Extracted records:
[Start of section]
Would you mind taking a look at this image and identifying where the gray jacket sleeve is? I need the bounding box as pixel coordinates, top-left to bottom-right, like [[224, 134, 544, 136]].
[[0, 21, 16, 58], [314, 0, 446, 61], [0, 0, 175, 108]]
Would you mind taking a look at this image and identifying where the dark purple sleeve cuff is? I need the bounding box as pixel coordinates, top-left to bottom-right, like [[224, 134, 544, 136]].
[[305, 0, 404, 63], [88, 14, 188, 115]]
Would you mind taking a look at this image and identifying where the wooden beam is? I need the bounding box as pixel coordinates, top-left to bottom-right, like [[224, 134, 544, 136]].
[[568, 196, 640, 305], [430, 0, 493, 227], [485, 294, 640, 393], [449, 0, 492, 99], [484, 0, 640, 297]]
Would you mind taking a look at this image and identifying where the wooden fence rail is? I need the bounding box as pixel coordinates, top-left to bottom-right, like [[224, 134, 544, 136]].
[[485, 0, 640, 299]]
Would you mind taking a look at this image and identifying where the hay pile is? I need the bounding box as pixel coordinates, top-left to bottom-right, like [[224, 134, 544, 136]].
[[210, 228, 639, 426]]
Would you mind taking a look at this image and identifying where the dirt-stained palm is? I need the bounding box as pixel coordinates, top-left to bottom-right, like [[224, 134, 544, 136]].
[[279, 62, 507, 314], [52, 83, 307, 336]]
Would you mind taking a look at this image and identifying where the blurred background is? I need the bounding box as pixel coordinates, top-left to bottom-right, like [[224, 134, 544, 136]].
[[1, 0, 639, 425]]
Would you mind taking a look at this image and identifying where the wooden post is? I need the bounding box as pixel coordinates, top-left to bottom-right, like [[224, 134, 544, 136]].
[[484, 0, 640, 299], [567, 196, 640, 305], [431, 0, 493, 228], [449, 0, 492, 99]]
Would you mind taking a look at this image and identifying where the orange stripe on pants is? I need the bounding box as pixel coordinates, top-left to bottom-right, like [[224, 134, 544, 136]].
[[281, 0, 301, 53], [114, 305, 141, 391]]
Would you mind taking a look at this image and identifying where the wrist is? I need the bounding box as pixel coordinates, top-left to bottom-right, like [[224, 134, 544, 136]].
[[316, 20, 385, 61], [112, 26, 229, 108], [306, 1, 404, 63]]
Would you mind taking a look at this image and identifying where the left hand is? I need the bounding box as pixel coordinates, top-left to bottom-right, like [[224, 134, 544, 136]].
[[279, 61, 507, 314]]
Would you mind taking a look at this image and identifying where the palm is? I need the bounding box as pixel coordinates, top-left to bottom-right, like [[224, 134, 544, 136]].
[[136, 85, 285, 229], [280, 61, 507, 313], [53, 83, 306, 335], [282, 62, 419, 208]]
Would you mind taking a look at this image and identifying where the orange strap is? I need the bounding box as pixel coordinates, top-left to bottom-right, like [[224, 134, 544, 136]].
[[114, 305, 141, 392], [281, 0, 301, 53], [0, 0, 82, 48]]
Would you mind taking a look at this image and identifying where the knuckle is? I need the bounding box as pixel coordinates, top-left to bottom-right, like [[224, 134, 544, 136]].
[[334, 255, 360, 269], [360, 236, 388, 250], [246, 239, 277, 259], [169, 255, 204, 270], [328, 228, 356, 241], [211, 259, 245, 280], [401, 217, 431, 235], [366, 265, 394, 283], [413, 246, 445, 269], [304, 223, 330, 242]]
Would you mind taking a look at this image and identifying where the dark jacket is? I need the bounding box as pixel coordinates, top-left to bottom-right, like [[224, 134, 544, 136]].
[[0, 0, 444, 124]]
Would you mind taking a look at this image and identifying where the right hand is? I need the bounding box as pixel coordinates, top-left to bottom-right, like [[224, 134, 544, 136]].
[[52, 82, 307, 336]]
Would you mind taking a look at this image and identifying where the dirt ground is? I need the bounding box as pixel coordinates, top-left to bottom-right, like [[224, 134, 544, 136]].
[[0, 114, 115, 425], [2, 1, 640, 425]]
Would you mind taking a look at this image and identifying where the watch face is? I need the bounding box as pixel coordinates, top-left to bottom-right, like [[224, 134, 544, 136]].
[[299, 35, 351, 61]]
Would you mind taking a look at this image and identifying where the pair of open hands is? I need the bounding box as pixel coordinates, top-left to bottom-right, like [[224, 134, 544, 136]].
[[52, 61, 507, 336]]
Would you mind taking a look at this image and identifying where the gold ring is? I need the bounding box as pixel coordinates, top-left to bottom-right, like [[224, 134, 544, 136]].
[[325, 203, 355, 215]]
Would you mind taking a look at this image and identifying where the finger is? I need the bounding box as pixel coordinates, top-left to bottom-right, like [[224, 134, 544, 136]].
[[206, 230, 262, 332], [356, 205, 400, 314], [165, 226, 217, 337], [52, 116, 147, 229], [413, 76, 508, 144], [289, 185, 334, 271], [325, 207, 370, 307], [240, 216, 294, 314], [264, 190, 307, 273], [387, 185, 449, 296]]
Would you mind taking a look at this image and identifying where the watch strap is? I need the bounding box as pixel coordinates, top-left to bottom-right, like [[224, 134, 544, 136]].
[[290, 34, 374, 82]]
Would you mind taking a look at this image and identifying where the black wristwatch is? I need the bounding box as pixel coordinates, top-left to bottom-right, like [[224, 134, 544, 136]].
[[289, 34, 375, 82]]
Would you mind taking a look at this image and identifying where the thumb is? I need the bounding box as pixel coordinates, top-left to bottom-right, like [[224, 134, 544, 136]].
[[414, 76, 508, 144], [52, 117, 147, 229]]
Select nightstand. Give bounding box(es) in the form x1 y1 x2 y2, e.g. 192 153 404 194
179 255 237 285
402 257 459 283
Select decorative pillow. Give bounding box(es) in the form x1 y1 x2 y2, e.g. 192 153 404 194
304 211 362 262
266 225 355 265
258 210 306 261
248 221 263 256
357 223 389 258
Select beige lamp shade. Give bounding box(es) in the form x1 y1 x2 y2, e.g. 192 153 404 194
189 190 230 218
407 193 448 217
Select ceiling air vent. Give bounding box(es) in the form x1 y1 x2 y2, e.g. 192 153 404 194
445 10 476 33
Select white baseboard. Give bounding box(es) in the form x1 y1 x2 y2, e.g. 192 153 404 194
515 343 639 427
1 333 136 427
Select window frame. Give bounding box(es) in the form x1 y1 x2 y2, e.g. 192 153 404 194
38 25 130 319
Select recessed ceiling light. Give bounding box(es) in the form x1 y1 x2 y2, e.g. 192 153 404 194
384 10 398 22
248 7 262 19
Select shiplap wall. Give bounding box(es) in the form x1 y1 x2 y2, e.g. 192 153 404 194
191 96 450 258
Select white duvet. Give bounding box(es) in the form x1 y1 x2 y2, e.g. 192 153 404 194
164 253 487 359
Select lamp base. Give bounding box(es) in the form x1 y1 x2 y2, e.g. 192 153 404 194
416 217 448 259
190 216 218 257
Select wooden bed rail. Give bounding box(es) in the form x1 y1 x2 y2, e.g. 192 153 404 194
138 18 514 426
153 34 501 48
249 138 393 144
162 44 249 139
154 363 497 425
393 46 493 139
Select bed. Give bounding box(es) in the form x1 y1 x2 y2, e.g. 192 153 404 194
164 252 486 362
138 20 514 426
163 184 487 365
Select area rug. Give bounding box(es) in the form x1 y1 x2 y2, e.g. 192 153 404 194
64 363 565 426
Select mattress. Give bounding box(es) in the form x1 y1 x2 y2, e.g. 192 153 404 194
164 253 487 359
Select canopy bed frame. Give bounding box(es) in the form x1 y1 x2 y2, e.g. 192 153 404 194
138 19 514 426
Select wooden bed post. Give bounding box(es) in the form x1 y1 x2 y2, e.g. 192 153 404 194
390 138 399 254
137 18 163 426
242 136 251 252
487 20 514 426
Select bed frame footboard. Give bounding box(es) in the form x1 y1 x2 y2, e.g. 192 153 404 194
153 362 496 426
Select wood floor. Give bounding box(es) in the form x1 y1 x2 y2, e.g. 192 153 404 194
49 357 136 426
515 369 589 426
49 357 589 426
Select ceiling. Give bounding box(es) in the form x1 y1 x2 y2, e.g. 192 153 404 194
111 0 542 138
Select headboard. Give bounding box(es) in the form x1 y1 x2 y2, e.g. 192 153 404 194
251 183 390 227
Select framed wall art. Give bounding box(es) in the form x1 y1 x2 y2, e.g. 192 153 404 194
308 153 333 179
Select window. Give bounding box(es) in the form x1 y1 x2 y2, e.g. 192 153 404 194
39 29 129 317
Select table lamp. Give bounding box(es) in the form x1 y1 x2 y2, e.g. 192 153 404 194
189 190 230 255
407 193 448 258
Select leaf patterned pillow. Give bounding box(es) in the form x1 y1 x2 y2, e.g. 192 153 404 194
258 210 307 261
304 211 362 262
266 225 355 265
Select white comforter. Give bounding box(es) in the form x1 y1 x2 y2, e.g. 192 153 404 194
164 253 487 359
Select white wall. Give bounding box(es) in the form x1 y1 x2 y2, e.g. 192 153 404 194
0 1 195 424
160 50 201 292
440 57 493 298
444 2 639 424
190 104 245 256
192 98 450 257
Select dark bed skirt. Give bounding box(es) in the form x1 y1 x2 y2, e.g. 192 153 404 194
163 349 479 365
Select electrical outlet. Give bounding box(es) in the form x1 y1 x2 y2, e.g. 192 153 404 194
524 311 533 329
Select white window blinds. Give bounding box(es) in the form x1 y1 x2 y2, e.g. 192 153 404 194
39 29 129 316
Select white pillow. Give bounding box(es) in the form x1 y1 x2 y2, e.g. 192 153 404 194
[End of section]
**Assignment:**
Your answer should be the lines from the one containing "Select white wall." through the end of the records, both included, output exactly and with nothing added.

**Solution to this problem:**
Select white wall. Give bounding box(es) in the form x1 y1 x2 y2, e.g. 192 153 404 194
0 1 195 424
160 50 201 292
440 57 493 298
444 2 639 424
190 104 245 256
192 98 450 257
Select dark bed skirt. Give bounding box(es) in the form x1 y1 x2 y2, e.g. 192 153 404 194
163 349 479 365
Select electrical outlet. Give bounding box(es) in the form x1 y1 x2 y2, e.g. 192 153 404 194
524 311 533 329
Select white window blinds. Give bounding box(es) in the form x1 y1 x2 y2, e.g. 192 153 404 194
39 29 129 316
Select white pillow. Give bounding box(es) in the form x1 y1 x2 y2, e.g. 192 153 404 194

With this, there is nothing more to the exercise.